(Exercise data)

+--

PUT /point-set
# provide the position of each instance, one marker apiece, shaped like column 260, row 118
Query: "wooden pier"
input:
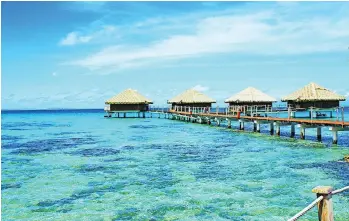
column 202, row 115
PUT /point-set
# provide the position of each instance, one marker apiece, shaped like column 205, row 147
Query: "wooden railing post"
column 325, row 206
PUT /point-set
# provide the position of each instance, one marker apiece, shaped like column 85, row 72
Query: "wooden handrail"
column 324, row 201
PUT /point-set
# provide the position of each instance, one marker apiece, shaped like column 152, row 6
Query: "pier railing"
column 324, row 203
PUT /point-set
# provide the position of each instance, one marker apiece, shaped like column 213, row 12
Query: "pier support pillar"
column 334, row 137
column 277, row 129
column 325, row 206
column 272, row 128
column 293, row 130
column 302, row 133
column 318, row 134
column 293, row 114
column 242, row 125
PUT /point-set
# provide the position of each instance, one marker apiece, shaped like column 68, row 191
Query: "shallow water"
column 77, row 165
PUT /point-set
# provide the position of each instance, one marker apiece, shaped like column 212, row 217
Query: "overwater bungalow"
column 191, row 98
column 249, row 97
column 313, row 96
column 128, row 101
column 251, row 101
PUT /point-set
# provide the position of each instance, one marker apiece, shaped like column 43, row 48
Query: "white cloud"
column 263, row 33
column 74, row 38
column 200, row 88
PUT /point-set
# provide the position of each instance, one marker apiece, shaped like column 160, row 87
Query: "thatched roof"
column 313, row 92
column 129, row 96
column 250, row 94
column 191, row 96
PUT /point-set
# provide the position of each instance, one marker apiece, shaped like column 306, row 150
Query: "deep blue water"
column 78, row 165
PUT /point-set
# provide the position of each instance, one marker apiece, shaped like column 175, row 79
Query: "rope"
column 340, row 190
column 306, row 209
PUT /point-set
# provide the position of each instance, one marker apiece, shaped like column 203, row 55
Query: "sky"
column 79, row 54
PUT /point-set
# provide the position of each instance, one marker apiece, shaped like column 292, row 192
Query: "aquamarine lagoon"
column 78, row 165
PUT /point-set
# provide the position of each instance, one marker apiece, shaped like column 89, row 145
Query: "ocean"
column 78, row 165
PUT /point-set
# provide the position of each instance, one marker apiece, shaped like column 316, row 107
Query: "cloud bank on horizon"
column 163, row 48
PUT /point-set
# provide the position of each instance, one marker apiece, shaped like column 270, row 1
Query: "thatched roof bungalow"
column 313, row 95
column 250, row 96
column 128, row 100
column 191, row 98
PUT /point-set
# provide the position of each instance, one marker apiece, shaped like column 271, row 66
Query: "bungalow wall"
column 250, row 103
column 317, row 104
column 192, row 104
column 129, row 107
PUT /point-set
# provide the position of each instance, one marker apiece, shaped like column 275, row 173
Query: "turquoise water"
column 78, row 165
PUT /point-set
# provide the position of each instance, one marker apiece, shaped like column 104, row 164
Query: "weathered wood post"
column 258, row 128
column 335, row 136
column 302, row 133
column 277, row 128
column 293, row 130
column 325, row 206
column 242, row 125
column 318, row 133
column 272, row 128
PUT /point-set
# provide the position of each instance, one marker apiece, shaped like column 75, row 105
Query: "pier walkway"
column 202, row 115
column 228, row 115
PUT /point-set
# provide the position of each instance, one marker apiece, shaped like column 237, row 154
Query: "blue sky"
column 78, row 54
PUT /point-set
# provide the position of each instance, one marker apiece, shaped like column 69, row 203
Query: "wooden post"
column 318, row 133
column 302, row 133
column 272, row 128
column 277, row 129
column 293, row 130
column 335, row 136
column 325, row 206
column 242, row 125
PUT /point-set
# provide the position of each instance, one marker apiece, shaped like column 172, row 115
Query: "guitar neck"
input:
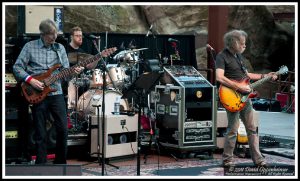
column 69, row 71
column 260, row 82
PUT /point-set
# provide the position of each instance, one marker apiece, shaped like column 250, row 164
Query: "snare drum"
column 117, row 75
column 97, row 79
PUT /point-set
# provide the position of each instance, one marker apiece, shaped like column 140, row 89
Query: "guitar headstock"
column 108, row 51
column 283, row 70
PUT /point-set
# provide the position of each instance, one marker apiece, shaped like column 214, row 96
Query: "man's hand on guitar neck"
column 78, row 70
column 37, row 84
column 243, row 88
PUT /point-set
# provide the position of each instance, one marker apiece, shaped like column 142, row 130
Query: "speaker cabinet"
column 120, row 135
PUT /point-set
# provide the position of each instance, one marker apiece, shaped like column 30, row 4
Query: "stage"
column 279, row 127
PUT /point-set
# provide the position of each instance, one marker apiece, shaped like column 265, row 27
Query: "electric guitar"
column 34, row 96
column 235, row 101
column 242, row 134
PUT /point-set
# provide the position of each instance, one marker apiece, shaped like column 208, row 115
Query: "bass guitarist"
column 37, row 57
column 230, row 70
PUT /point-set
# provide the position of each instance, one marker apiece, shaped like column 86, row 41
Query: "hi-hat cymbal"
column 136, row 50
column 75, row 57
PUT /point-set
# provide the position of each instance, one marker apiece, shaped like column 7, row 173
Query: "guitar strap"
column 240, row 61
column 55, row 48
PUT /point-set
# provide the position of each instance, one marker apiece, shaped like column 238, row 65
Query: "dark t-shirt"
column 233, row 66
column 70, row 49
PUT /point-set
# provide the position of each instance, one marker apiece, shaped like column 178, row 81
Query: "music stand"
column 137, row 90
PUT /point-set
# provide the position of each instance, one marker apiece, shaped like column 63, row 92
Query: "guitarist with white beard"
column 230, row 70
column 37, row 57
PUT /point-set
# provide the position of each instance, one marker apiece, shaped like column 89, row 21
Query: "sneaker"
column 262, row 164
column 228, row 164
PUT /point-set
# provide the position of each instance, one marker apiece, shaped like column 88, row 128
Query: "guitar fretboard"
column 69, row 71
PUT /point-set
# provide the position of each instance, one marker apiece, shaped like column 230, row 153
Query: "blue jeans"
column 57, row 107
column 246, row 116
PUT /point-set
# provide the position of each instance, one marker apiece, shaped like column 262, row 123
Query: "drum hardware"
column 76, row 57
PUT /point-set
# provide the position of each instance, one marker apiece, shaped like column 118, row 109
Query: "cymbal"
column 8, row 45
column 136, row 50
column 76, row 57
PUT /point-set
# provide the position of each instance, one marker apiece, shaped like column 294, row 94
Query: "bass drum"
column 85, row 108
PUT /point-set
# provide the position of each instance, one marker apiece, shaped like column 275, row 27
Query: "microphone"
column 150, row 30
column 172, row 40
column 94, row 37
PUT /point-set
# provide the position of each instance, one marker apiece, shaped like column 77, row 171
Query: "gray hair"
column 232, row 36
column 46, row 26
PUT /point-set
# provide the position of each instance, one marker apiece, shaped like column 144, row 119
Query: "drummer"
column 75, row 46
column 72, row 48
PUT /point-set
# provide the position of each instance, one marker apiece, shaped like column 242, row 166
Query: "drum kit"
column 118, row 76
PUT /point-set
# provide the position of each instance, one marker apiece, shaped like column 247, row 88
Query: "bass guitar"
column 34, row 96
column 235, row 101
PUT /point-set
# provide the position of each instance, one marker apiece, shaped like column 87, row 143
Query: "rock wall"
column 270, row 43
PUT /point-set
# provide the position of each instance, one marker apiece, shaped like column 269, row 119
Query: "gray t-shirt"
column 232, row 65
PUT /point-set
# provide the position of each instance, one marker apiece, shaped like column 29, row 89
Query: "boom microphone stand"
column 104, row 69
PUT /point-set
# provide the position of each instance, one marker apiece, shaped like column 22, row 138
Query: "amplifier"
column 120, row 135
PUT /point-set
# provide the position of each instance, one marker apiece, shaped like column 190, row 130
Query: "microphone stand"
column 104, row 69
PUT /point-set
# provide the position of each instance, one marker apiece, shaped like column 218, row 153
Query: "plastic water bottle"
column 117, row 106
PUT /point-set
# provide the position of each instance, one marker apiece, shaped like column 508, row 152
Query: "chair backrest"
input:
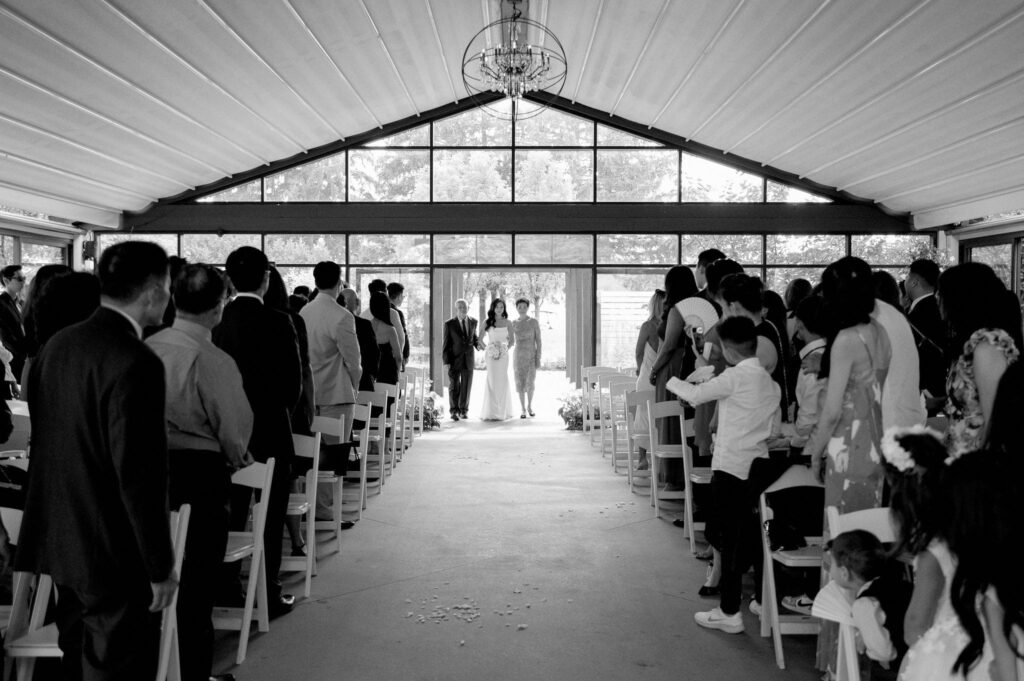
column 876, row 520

+--

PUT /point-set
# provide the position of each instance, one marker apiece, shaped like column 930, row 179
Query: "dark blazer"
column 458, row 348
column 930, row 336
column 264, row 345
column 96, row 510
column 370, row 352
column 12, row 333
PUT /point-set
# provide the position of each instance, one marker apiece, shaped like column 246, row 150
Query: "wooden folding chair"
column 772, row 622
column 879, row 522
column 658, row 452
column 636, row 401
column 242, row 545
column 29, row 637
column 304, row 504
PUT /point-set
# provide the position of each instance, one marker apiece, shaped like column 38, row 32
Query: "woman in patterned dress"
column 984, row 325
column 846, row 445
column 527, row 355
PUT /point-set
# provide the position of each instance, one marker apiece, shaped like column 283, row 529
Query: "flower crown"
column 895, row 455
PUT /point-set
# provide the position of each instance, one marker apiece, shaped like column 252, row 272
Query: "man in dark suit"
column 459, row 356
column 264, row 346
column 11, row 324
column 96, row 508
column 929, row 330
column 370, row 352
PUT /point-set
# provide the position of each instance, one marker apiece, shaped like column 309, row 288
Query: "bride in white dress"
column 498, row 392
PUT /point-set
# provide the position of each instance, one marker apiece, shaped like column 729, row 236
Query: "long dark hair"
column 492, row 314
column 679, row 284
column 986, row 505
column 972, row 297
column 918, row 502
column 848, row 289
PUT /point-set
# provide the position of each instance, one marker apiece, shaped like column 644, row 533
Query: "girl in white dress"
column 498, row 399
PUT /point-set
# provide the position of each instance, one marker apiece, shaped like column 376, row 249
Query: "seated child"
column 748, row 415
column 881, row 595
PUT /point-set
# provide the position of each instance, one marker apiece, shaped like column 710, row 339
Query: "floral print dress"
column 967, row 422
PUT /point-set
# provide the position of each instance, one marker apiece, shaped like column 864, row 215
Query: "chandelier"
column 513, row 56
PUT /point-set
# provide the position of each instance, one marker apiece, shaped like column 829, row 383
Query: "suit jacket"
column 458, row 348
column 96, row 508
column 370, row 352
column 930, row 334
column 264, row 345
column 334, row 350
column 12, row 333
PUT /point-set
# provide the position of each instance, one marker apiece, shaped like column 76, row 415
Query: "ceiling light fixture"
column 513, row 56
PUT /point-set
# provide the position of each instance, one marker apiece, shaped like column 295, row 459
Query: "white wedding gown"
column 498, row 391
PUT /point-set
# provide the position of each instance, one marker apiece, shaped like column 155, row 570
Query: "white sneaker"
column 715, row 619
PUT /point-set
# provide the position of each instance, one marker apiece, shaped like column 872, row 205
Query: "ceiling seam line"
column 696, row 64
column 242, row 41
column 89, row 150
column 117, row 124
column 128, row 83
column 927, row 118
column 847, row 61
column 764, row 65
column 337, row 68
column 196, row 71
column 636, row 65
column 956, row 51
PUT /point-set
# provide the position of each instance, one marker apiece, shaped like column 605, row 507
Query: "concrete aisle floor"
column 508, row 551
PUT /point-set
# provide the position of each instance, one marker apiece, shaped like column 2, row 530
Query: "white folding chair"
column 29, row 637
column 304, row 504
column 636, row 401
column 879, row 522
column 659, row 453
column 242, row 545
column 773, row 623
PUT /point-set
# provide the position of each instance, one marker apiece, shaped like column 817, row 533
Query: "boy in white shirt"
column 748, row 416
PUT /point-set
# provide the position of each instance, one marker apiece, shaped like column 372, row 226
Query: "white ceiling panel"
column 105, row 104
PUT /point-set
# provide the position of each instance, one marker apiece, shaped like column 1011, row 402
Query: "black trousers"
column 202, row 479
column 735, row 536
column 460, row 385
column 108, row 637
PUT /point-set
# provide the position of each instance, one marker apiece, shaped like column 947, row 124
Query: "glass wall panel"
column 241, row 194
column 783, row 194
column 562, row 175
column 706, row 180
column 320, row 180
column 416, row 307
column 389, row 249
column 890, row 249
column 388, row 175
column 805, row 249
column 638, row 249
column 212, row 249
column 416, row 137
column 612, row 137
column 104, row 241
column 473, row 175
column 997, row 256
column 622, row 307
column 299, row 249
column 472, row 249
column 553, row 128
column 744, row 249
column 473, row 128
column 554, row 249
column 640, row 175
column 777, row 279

+--

How many lines in the entries above contain the string "wooden"? Reply with the number alone.

(Output for this exercise) 5